Material for this task -
* * * * *

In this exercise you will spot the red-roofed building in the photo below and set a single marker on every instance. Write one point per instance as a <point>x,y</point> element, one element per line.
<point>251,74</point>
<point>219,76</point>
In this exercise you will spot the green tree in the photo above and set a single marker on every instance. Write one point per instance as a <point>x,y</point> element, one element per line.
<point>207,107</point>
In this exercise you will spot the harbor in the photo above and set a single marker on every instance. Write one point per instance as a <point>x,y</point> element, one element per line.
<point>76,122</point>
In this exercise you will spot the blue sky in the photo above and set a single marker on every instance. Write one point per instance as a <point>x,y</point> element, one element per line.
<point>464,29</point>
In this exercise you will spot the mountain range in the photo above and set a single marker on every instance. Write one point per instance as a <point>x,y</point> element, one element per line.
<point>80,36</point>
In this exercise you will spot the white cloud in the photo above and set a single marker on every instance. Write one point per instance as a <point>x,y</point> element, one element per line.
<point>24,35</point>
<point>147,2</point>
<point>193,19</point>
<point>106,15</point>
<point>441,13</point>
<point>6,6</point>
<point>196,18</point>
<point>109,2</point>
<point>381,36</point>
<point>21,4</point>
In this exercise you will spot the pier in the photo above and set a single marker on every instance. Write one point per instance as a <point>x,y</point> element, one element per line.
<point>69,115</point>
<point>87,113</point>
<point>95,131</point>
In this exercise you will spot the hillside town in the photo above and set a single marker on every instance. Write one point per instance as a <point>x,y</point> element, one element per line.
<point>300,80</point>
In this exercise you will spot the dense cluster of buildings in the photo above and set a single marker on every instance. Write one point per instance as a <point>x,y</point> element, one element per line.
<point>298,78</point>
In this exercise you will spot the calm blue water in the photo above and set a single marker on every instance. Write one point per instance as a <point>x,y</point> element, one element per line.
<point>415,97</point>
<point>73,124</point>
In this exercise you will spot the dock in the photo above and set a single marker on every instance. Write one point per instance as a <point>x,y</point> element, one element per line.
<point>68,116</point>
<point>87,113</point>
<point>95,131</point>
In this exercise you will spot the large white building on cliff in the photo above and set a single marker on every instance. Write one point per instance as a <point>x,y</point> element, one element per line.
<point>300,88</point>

* * * * *

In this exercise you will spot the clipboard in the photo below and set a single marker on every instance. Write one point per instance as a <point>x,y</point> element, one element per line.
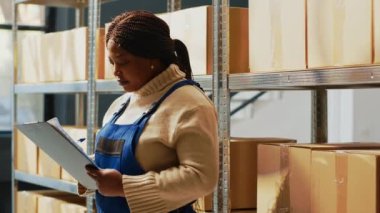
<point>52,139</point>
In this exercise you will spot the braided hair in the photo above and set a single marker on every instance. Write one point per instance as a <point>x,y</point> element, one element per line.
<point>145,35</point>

* * * * *

Directions for this task -
Rewrite as a numbered list everything from the line containing "In this exercise you will spot the dense" down to the line containing "<point>298,78</point>", omitting any blank lines.

Task output -
1. In this exercise you will spot the dense cluster of buildings in the photo above and set a single marker on every instance. Write one point per instance as a <point>x,y</point> element, one element per line.
2. <point>298,78</point>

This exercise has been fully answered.